----- TEXTAUSZUG
Zappingtour

Tobias O. Meißners literarische Sample-Orgie "Starfish Rules"

Von Torsten GellnerRSS-Newsfeed neuer Artikel von Torsten Gellner

Besprochene Bücher / Literaturhinweise

Ende der 30-er Jahre: Ein Deutscher flieht mit einem geheimnisvollen Koffer vor den Nazis nach Amerika. Dort bestimmt die Gewalt rivalisierender Gangs, die um die Herrschaft der Städte kämpfen, den apokalyptisch gezeichneten Alltag. Im mysteriösen Koffer befindet sich die gefährlichste Waffe der Welt: Die Atombombe der Bronzezeit, der Schlauch des Äolos! Im Auftrag der mächtigen Organisation SanguiNet unterwegs, muss sich der Held wider Willen vor allerlei seltsamen, abgedrehten und skrupellosen Killern retten, denn wenn die Luft aus dem Sack strömt, ist "zappenduster" angesagt. Rebellierende Indianerstämme, das schwarze New Pride Movement, der SinKing, Johnny December, ein Jesus-ähnlicher Grabschänder, nicht zu vergessen Orson Welles und Charles Manson (!) mischen kräftig mit in dieser von Ideen und Figuren überladenen Story, die sich nur schwer wiedergeben lässt.
----------
AUFGABEN:
1. Was befindet sich laut der Rezension zu „Starfish Rules“ in dem geheimnisvollen Koffer?
2. Führen Sie die Rezension zu „Starfish Rules“ im Anschluss an ihren letzten Satz weiter.
Die Daten stammen aus einer anderen Quelle als die Rezension zu „Starfish Rules“.
----- EXTRAHIERTES MATERIAL
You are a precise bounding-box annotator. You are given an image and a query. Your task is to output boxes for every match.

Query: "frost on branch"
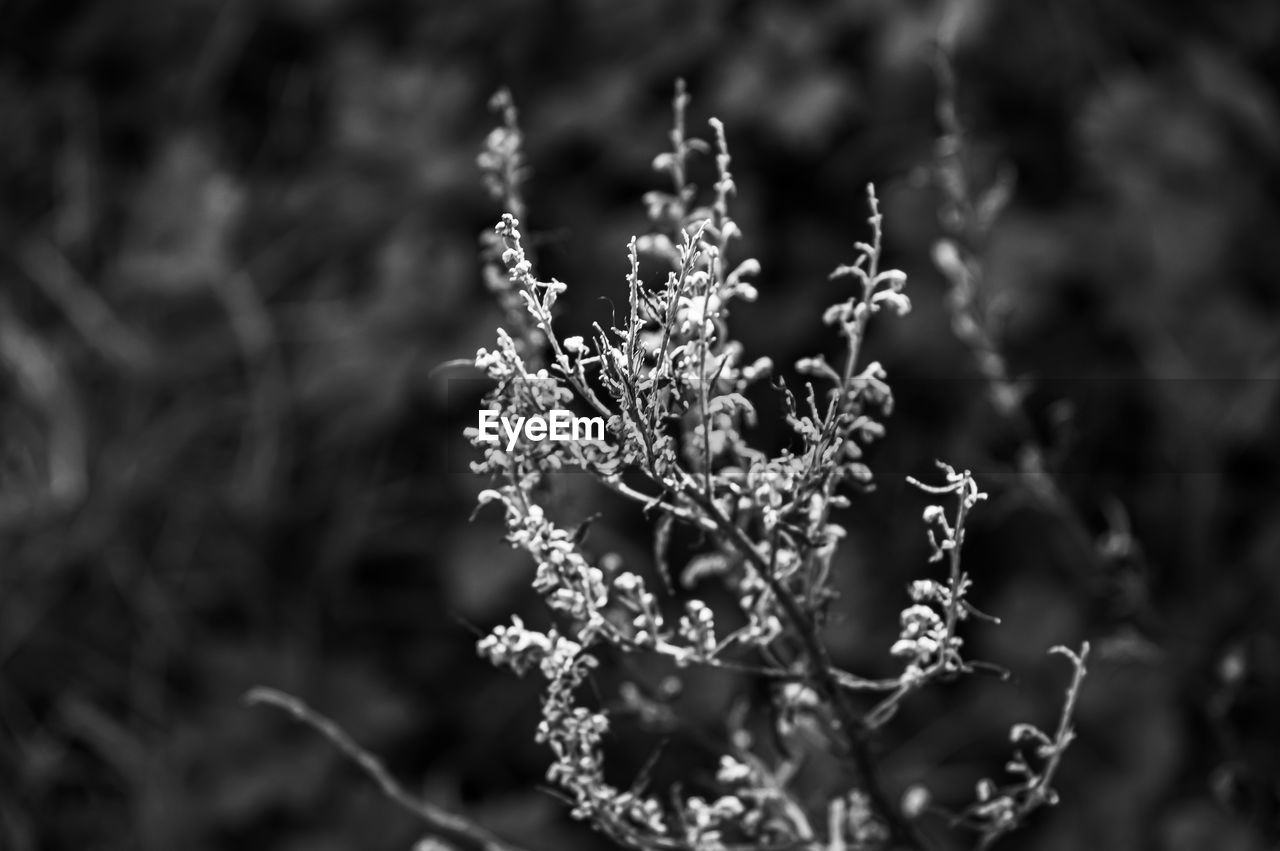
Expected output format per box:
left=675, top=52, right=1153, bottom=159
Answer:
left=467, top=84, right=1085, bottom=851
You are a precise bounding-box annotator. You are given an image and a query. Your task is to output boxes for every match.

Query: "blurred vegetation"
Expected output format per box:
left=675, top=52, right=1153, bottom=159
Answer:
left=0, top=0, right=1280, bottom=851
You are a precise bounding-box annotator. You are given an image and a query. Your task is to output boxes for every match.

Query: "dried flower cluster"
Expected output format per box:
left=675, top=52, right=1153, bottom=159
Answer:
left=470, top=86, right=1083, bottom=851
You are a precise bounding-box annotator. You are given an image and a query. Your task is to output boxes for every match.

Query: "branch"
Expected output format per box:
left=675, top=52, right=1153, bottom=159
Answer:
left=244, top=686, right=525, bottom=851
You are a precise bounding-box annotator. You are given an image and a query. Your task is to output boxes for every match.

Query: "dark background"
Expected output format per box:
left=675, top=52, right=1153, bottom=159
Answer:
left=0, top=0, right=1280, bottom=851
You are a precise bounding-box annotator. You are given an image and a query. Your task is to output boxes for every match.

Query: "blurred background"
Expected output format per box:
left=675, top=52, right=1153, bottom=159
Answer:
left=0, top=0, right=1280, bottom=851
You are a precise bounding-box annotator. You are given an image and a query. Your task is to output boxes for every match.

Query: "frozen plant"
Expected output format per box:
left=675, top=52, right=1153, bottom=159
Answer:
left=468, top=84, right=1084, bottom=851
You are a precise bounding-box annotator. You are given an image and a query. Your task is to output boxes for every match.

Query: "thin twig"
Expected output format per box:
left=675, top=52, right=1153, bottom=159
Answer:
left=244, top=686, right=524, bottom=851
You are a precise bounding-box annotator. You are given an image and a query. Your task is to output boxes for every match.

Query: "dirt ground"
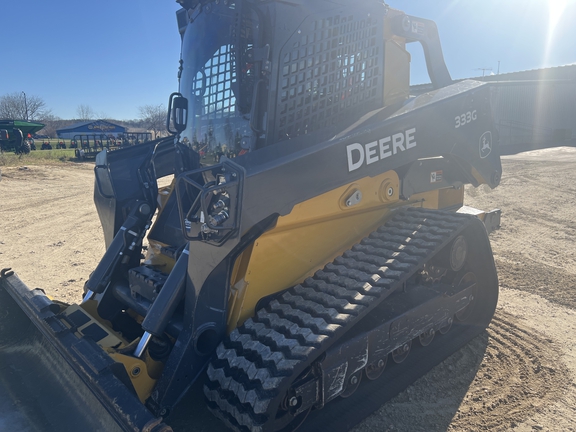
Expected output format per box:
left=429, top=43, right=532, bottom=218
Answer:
----------
SCHRIFTLICHE ANTWORTEN:
1. Der Schlauch des Äolos, die Atombombe der Bronzezeit.

2.
"Starfish Rules" ist der Erstlingsroman des 1967 geborenen, in Berlin lebenden Autors Tobias O. Meißner. Schenkt man den Verlagstrommeln Glauben, so gelingt ihm die Synthese aus Franz Kafka und Quentin Tarantino. Doch mit Kafka hat "Starfish Rules" gar nichts zu tun. Und Tarantino versteht es im Gegensatz zu Meißner, aus Zitaten, Anspielungen und wechselnden Handlungssträngen ein aberwitziges und spannendes Ganzes zu erzeugen. "Starfish Rules" dagegen wirkt in seiner Mixtur aus Groschenroman, B-Movie, Geschichtsunterricht und MTV-Ästhetik so aufregend, als hätte sich Johannes Mario Simmel im Marihuanarausch an einer Cut-up-Version von "American Psycho" versucht.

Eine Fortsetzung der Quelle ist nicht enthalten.